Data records
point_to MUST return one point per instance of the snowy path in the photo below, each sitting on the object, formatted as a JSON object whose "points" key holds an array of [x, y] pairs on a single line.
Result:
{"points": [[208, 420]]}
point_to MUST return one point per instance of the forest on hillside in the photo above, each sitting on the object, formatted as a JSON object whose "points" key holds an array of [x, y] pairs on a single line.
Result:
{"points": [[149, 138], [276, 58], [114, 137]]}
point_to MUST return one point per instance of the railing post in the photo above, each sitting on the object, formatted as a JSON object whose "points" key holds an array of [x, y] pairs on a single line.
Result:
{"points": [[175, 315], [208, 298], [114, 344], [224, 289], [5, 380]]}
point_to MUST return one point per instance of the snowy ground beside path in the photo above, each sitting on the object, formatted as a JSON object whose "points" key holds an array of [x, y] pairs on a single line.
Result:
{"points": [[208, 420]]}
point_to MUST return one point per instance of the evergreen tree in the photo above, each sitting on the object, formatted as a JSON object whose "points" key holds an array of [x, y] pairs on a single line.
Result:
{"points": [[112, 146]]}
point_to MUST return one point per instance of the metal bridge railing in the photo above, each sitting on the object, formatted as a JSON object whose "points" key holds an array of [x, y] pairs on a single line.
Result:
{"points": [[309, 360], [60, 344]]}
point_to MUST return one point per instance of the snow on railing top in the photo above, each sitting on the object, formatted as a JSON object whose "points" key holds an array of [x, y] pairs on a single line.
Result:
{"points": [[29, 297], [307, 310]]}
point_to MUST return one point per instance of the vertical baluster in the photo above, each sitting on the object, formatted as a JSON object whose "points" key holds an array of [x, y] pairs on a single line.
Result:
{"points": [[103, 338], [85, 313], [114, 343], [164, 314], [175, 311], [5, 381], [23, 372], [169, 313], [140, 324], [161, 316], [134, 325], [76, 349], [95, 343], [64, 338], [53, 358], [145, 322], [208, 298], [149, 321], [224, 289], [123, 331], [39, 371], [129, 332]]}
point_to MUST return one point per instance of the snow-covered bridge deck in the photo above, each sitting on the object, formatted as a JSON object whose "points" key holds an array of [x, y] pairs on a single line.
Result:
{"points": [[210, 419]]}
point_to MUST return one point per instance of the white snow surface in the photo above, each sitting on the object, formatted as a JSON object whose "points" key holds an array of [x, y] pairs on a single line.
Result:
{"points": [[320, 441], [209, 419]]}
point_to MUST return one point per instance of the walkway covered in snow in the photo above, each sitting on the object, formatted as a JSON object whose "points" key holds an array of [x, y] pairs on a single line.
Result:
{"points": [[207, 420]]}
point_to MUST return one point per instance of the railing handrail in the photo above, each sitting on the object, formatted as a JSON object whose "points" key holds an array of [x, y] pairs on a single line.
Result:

### Assigned task
A faithful, word-for-word copy of the data is the expected answer.

### Response to the task
point_to MUST return one point per instance of the snowy path in the photo below, each sitting on the object, formatted as a JSON object whose "points" key holds an array of [x, y] pairs on a single line.
Result:
{"points": [[208, 420]]}
point_to MUST return one point per instance of the forest on hillside in the photo above, each sitting on the object, formatted as a JSON object whose "points" key holds an array of [x, y] pairs on a single line.
Result:
{"points": [[149, 138], [276, 58], [114, 137]]}
point_to MUST return one point per instance of the railing post in the photo above, each sitting on the object, formatted as a JSON object whose "points" key holds an array of [x, y] pairs on a single line.
Result:
{"points": [[175, 315], [208, 298], [114, 344], [224, 289], [5, 380]]}
point_to MUST return one point per instance of the snowy ground beside path in the photo above, each sitting on the object, formatted as a JSON object whose "points" key holds an array of [x, y] pairs on a single line.
Result:
{"points": [[208, 420]]}
point_to MUST return one point per instance of the evergreen tree in the photo above, each sitting on the object, formatted as a JSON object whose "points" key holds an array of [x, y] pairs on a single line.
Result:
{"points": [[112, 146]]}
point_to MUST return one point per instance of the metal bridge railing in the photo above, each sitting on the object, formatted as a JSON object whose "points" key holds an array of [x, y] pairs on a single line.
Result:
{"points": [[309, 360], [60, 344]]}
point_to MUST return one point per instance of the snow on railing top in the photo above, each sitting on the object, formatted as a JSON object whose "points" key holds an array of [x, y] pairs on a single line.
Result:
{"points": [[29, 297], [307, 310]]}
point_to MUST return one point per instance of the vertical baluster in the photo above, each sitting on the object, formatted as a JSON object whose "points" key holds an array of [x, y] pairs on a single line.
Result:
{"points": [[103, 338], [85, 313], [114, 343], [164, 314], [175, 311], [5, 381], [23, 372], [169, 313], [140, 324], [161, 316], [134, 325], [76, 349], [95, 343], [64, 338], [53, 358], [145, 322], [208, 298], [149, 321], [224, 289], [123, 331], [39, 371], [129, 332]]}
point_to MUST return one point per instance of the snow-covered bridge deck in the photo above, each sitting on the object, formatted as a JSON object whose "points" key holds an array of [x, y] pairs on a single line.
Result:
{"points": [[210, 419]]}
point_to MUST return one point per instance of the white snow surface in the photo above, each sitting on the object, formatted as a JSON object whose "points" key holds an array of [x, y] pairs on a single line.
Result:
{"points": [[320, 441], [209, 419]]}
point_to MUST return one point per instance of the walkway covered in snow in the photo above, each sitting on the object, formatted as a JSON object whose "points" key holds an array of [x, y] pairs on a single line.
Result:
{"points": [[207, 420]]}
point_to MUST return one point per instance of the railing handrail in the photo above, each sitting on the object, formatted as a JSON object whose "points" key holds an array of [x, y] pairs on a single line.
Result:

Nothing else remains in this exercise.